Continue the forum post about the zeros of this zeta function, picking up right after its last sentence.

**Excerpted passage**.
====

Let $a$ be a constant, let $q=p^n$ be a prime power, and define $$\zeta(s) = \frac{q^{2s}-aq^s+q}{(q^s-1)(q^s-q)}.$$
Question. To show that if $\zeta(s)=0$, then $\Re(s) = \frac12$.
Here is my attempt so far:
Noice that for all $s$, $\zeta(s) = \zeta(1-s)$, thus a zero of $\zeta$ satisfies $$(q^s)^2 - a(q^s)+q=0 \quad \text{and} \quad (q^{1-s})^2 - a(q^{1-s})+q=0.$$ Thus $q^s$ and $q^{1-s}$ are the zeros of the quadratic $z^2 - az + q$. For any quadratic, $\alpha$ is a root if and only if the conjugate $\bar\alpha$ is also a root. Moreover, $\overline {q^{1-s}} = q^{1-\bar s}$ and $\overline{q^s} = q^{\bar s}$. Therefore one of the following must be true: \begin{align*} q^s &= q^{1-s}, \\ q^s = q^{\bar s} \quad &\text{and} \quad q^{1-s} = q^{1-\bar s},\\ q^s = q^{1-\bar s} \quad &\text{and} \quad q^{1-s} = q^{\bar s}. \end{align*} The first and third cases clearly imply that $\Re(s)=\frac12$. But in the second case, all we can deduce is that $s$ is real.

====

**Data provided**.

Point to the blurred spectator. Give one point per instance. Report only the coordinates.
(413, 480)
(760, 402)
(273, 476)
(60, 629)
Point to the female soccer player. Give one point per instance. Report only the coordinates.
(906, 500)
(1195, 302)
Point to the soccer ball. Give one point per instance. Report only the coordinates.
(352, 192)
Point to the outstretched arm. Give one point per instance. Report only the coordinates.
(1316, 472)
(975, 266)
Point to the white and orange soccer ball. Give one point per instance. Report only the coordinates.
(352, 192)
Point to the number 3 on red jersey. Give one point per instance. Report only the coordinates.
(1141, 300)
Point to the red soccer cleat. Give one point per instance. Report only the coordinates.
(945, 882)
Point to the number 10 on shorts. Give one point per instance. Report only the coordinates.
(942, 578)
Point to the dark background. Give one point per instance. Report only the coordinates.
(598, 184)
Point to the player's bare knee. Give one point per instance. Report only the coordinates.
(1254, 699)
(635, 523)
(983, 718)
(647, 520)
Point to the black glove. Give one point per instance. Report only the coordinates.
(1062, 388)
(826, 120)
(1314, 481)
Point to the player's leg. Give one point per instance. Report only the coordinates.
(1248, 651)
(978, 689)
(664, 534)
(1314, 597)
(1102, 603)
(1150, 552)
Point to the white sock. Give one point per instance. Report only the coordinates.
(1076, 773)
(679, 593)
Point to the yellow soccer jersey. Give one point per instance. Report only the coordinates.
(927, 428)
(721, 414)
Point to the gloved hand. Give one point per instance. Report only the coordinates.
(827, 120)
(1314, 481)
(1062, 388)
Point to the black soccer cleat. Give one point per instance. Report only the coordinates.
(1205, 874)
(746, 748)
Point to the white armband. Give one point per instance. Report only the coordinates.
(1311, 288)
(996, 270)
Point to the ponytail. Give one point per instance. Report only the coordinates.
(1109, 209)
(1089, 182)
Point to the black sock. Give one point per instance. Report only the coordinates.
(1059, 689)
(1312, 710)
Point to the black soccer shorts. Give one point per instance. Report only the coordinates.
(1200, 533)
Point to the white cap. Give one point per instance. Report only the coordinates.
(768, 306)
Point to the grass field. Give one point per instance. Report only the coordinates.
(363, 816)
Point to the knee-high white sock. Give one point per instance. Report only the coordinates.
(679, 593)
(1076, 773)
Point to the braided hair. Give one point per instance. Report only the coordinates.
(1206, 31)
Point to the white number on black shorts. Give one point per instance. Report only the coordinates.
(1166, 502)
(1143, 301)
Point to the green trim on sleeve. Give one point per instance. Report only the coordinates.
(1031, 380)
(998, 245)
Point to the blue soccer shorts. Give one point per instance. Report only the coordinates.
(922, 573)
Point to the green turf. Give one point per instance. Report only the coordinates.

====

**Response to this exercise**.
How can I show that $\Re(s) = \frac12$ in this case also?
$a$ is real. The roots of $X^2-aX+q$ are $\frac{a\pm \sqrt{a^2-4q}}{2}$, iff $a^2-4q\le 0$ then the two roots are complex conjugate so they have the same absolute value $q^{1/2}$. If $a^2-4q> 0$ then the result isn't true. That's why the Hasse bound is important for elliptic curves (its generalization to higher genus curves is https://en.wikipedia.org/wiki/Weil_conjectures)